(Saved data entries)
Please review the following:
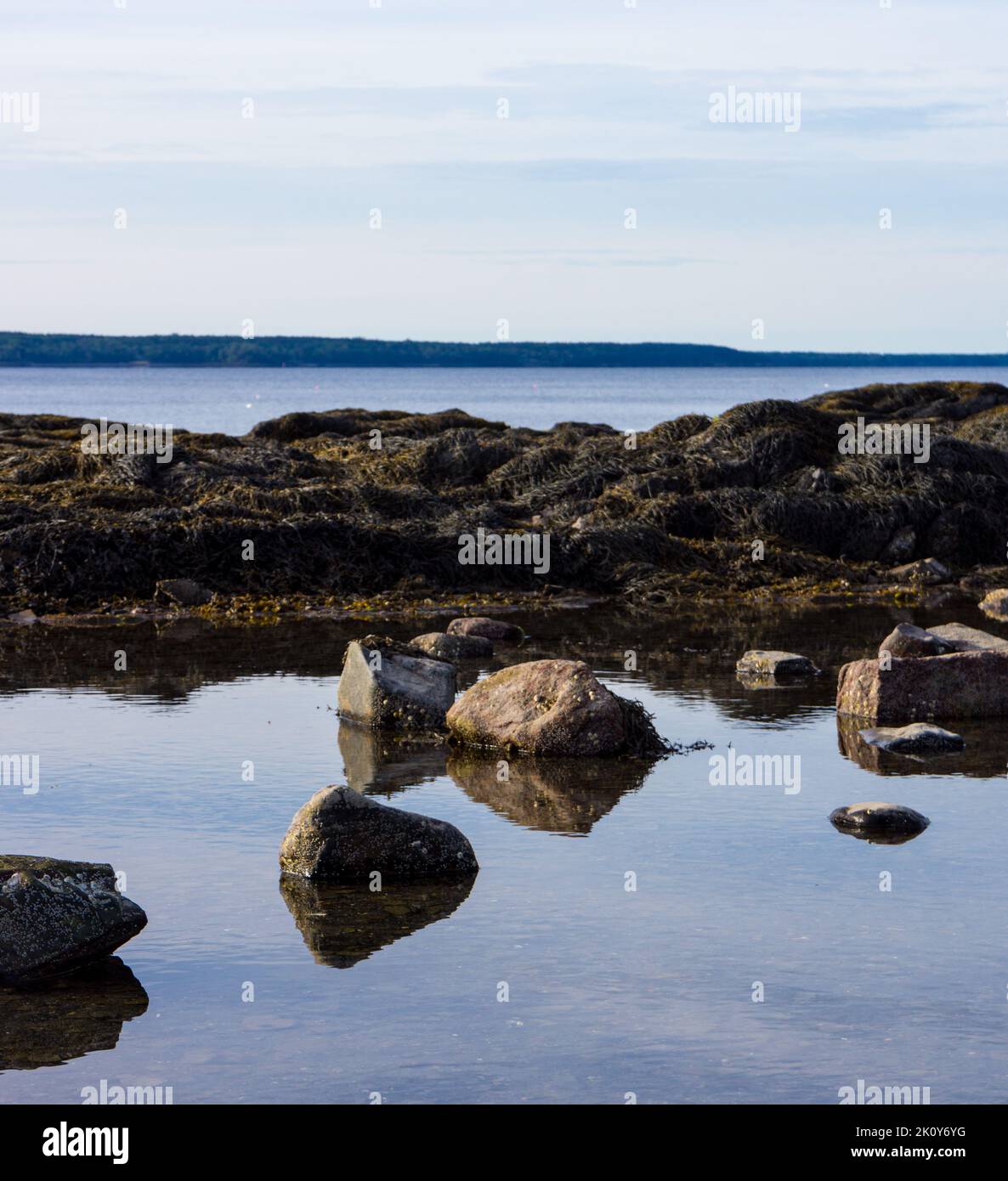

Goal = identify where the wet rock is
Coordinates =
[154,579,214,607]
[448,615,524,644]
[836,648,1008,724]
[927,624,1008,652]
[830,800,932,843]
[980,588,1008,619]
[447,660,666,756]
[878,624,954,658]
[735,648,819,679]
[858,721,966,754]
[0,854,146,986]
[338,636,456,730]
[280,787,479,884]
[889,557,953,585]
[280,874,476,969]
[0,956,148,1070]
[410,632,494,660]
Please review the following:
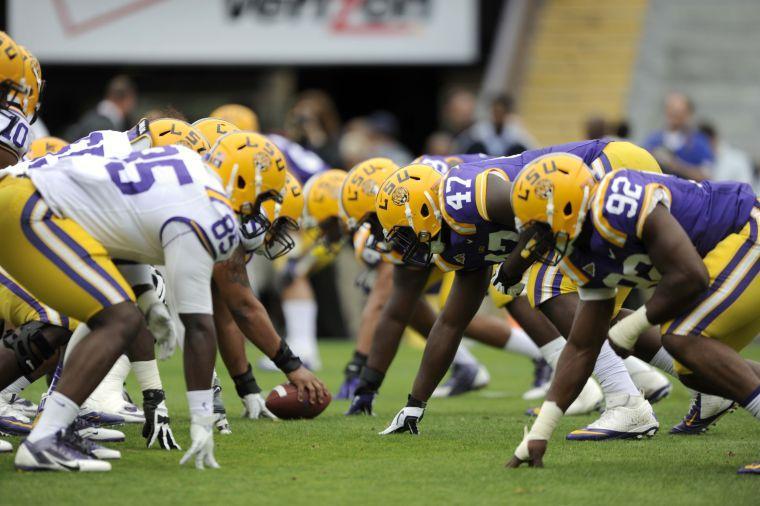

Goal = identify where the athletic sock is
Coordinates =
[0,376,31,395]
[28,392,79,443]
[649,348,678,378]
[282,299,319,362]
[740,387,760,420]
[504,327,542,360]
[132,359,164,391]
[539,336,567,370]
[453,343,480,367]
[594,341,640,397]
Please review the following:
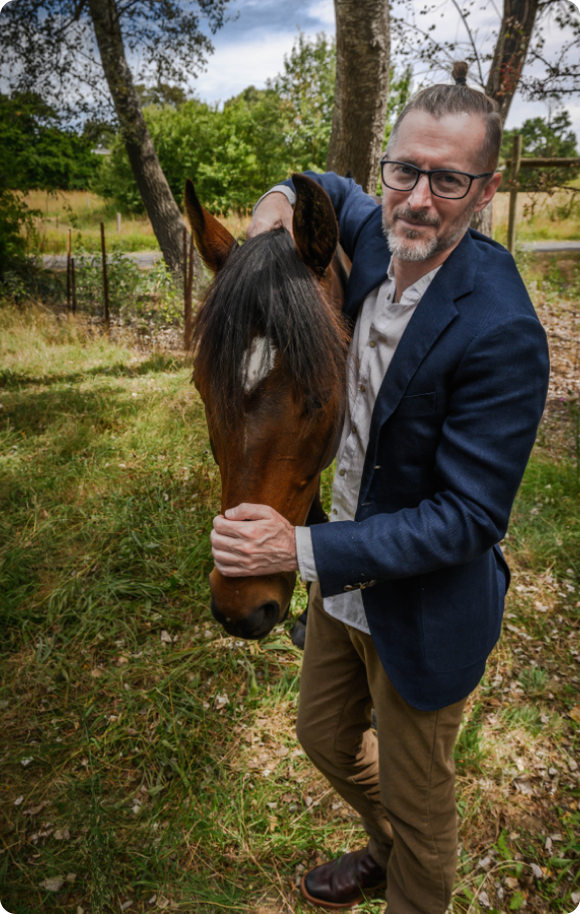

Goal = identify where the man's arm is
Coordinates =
[247,171,377,260]
[311,317,549,597]
[246,191,294,238]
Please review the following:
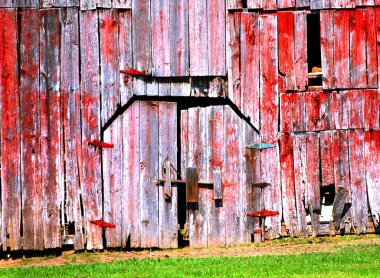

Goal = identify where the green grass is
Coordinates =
[0,244,380,278]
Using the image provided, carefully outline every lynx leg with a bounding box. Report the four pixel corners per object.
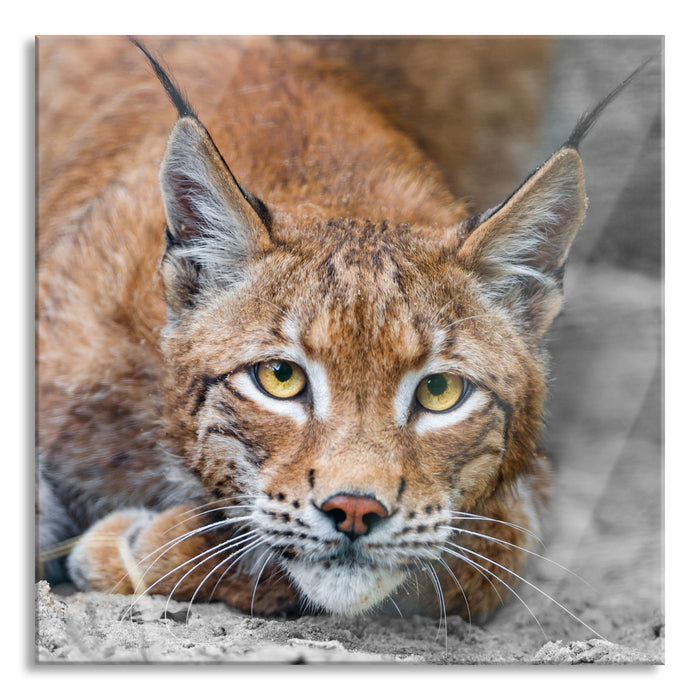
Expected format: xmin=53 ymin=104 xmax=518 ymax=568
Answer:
xmin=68 ymin=506 xmax=298 ymax=615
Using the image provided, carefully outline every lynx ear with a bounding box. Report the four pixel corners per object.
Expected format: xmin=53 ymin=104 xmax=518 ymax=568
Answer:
xmin=457 ymin=147 xmax=586 ymax=338
xmin=160 ymin=115 xmax=272 ymax=312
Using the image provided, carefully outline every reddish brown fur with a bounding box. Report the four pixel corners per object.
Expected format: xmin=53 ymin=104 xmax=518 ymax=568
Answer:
xmin=37 ymin=39 xmax=577 ymax=614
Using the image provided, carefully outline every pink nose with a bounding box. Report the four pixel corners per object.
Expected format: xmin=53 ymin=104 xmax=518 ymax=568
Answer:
xmin=321 ymin=493 xmax=388 ymax=540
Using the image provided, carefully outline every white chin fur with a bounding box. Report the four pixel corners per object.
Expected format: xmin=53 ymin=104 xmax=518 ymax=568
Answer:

**Your objective:** Rewrite all the material above as a numbered list with one line per item. Skip the blank lines and the picture lines.

**Written reply:**
1. Please review the following:
2. Goal = identify where the wet rock is
3. Coordinates =
4. [154,579,214,607]
5. [448,615,524,644]
6. [836,648,1008,724]
7. [927,624,1008,652]
8. [830,800,932,843]
9. [980,588,1008,619]
10. [447,660,666,756]
11. [878,624,954,658]
12. [735,648,819,679]
13. [858,721,966,754]
14. [0,854,146,986]
15. [338,636,456,730]
16. [280,787,479,884]
17. [889,557,953,585]
18. [280,874,476,969]
19. [0,956,148,1070]
20. [410,632,494,660]
21. Please review the following:
22. Goal = identify where the athletic sock is
23. Coordinates =
24. [0,376,31,395]
25. [28,392,79,443]
26. [649,348,678,378]
27. [282,299,319,362]
28. [740,387,760,420]
29. [504,327,542,360]
30. [132,359,164,391]
31. [539,336,567,370]
32. [453,343,480,367]
33. [594,341,640,397]
34. Please review the following:
35. Goal = identify where the man's arm is
36. Coordinates =
37. [247,171,377,260]
38. [311,317,549,597]
39. [246,191,294,238]
40. Please review the following:
41. Goal = identify where the green grass is
42. Coordinates =
43. [0,244,380,278]
44. Using the image provided, carefully outline every lynx leg with a bounding box. Report the four pixel corners per object.
45. Expected format: xmin=53 ymin=104 xmax=518 ymax=568
46. Answer:
47. xmin=68 ymin=506 xmax=298 ymax=615
48. Using the image provided, carefully outline every lynx ear with a bounding box. Report the four pixel corners per object.
49. Expected format: xmin=53 ymin=104 xmax=518 ymax=568
50. Answer:
51. xmin=457 ymin=147 xmax=586 ymax=338
52. xmin=160 ymin=115 xmax=272 ymax=312
53. Using the image provided, carefully outline every reddish brown fur with a bounding box. Report the four pixel corners per object.
54. Expected format: xmin=53 ymin=104 xmax=518 ymax=568
55. Answer:
56. xmin=37 ymin=39 xmax=577 ymax=614
57. Using the image provided, carefully outline every pink nose with a bounding box. Report the four pixel corners per object.
58. Expected format: xmin=53 ymin=104 xmax=518 ymax=568
59. Answer:
60. xmin=321 ymin=493 xmax=388 ymax=540
61. Using the image provided, carefully outline every white chin fur with a bounding box. Report the four pixel corners per object.
62. Expected format: xmin=53 ymin=104 xmax=518 ymax=568
63. Answer:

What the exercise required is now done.